--- Work order A ---
In the acetaminophen/codeine dosage page, could you output everything from "Dosage should be" down to "undesirable side effects.", copied word for word?
--- Work order B ---
Using the acetaminophen/codeine dosage page, answer these:
(i) What is the maximum 24-hour dose of codeine for adults?
(ii) What is the usual pain dose for children aged 7 to 11 years?
(iii) How often may the initial adult dose for cough be taken?

--- Source passage ---
Acetaminophen / Codeine Dosage
Applies to the following strength(s): 325 mg-30 mg ; 325 mg-60 mg ; 120 mg-12 mg/5 mL ; 300 mg-15 mg ; 300 mg-30 mg ; 300 mg-60 mg ; 650 mg-30 mg ; 650 mg-60 mg
The information at Drugs.com is not a substitute for medical advice. ALWAYS consult your doctor or pharmacist.
Usual Adult Dose for:
Usual Pediatric Dose for:
Additional dosage information:
Usual Adult Dose for Pain
Initial dose: 1 tablet (acetaminophen 300 mg/codeine 30 mg or acetaminophen 650 mg/codeine 60 mg) or 15 mL liquid orally every 4 hours as needed
Single Dose (Range): Codeine 15 mg to 60 mg/Acetaminophen 300 mg to 1000 mg. Doses may be repeated up to every 4 hours.
Maximum 24 Hour Dose: Codeine 360 mg/Acetaminophen 4000 mg
Usual Adult Dose for Cough
Initial dose: 1 tablet (acetaminophen 300 mg/codeine 15 to 30 mg) or 5 to 10 mL liquid orally every 4 to 6 hours as needed.
Usual Pediatric Dose for Pain
3 to 6 years: 5 mL orally 3 to 4 times a day as needed
7 to 11 years: 10 mL orally 3 to 4 times a day as needed
Greater than or equal to 12 years: 15 mL orally every 4 hours as needed
Renal Dose Adjustments
Use with caution in patients diagnosed with severe renal impairment.
Liver Dose Adjustments
Use with caution in patients diagnosed with severe hepatic impairment.
Dosage should be adjusted according to severity of pain and response of the patient. Doses of codeine >60 mg fail to give commensurate relief of pain but merely prolong analgesia and are associated with an appreciably increased incidence of undesirable side effects.
Use with caution in certain patients such as the elderly or debilitated, and those with hypothyroidism, Addison's disease, and prostatic hypertrophy or urethral stricture.

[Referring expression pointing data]
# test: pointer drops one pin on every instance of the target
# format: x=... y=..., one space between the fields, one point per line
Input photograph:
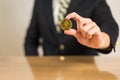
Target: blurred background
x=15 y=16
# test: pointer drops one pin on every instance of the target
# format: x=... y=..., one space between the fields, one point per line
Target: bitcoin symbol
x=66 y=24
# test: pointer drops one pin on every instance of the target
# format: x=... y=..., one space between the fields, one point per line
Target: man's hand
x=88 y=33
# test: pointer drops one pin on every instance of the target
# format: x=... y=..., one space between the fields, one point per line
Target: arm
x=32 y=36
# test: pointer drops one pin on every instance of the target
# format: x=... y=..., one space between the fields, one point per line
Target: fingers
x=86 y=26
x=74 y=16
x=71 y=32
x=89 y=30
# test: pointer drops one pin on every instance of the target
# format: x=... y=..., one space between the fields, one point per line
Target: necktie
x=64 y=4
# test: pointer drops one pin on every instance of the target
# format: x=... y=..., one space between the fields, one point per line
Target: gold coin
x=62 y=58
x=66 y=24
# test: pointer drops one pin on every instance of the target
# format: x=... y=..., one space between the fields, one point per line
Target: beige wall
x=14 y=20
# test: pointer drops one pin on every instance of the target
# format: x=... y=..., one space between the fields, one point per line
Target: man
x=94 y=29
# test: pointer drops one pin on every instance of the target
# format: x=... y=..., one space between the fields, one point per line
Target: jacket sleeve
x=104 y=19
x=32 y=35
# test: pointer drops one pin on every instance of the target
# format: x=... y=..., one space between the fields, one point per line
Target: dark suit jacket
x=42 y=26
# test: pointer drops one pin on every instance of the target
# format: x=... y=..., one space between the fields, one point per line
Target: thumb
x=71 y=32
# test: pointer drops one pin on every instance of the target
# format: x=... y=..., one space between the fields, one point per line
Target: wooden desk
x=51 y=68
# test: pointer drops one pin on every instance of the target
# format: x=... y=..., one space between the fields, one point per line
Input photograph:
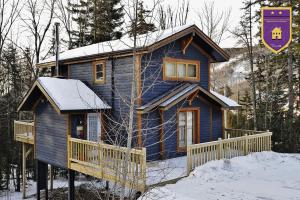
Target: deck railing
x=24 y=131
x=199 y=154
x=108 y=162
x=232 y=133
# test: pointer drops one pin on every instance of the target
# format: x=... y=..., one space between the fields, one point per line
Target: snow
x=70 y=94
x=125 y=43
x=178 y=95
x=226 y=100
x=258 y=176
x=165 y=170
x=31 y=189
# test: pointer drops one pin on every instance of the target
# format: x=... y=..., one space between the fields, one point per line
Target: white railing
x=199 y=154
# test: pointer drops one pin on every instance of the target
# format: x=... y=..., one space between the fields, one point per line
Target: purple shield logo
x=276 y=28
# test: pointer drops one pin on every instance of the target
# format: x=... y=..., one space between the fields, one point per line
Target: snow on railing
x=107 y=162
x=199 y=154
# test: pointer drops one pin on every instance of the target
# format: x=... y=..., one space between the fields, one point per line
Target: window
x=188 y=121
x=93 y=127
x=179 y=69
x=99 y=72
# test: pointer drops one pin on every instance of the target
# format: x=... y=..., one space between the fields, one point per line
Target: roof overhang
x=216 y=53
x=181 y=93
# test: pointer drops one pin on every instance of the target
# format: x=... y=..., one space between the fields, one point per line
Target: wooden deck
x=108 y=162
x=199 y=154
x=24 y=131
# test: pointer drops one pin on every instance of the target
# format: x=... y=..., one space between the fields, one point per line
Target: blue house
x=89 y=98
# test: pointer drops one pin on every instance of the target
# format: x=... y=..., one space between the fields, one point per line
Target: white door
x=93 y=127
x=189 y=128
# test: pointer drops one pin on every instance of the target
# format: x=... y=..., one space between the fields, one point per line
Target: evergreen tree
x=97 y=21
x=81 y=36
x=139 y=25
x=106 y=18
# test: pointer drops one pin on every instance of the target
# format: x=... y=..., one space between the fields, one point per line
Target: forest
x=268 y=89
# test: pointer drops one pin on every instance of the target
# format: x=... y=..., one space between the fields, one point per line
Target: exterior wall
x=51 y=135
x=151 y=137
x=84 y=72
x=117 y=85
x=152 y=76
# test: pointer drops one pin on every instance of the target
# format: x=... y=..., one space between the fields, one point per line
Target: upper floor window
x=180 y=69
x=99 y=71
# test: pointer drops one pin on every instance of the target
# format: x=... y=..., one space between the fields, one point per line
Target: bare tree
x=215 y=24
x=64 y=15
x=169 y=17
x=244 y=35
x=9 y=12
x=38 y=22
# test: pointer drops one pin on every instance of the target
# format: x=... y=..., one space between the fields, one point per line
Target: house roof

--- Final answer A ---
Dosage should be adjusted according to severity of pain and response of the patient. Doses of codeine >60 mg fail to give commensurate relief of pain but merely prolong analgesia and are associated with an appreciably increased incidence of undesirable side effects.

--- Final answer B ---
(i) 360 mg
(ii) 10 mL orally 3 to 4 times a day as needed
(iii) Every 4 to 6 hours as needed